Task details:
Locate every line in the material below that contains the string "thin", and copy each such line. Matching is case-sensitive.

● ● ● ●

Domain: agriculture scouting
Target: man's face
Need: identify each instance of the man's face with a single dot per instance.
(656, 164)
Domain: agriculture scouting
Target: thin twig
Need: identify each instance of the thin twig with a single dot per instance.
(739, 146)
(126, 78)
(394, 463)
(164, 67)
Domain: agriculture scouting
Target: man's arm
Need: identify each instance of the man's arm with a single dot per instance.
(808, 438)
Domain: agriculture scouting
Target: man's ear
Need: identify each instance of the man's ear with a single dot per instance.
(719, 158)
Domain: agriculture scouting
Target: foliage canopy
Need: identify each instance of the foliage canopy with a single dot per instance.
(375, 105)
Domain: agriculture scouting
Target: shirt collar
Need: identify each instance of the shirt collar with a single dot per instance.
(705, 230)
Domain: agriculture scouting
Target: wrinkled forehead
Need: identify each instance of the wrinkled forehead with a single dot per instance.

● ● ● ●

Answer to the task:
Target: thin twig
Need: identify each instance of the thin twig with a single dot per instance.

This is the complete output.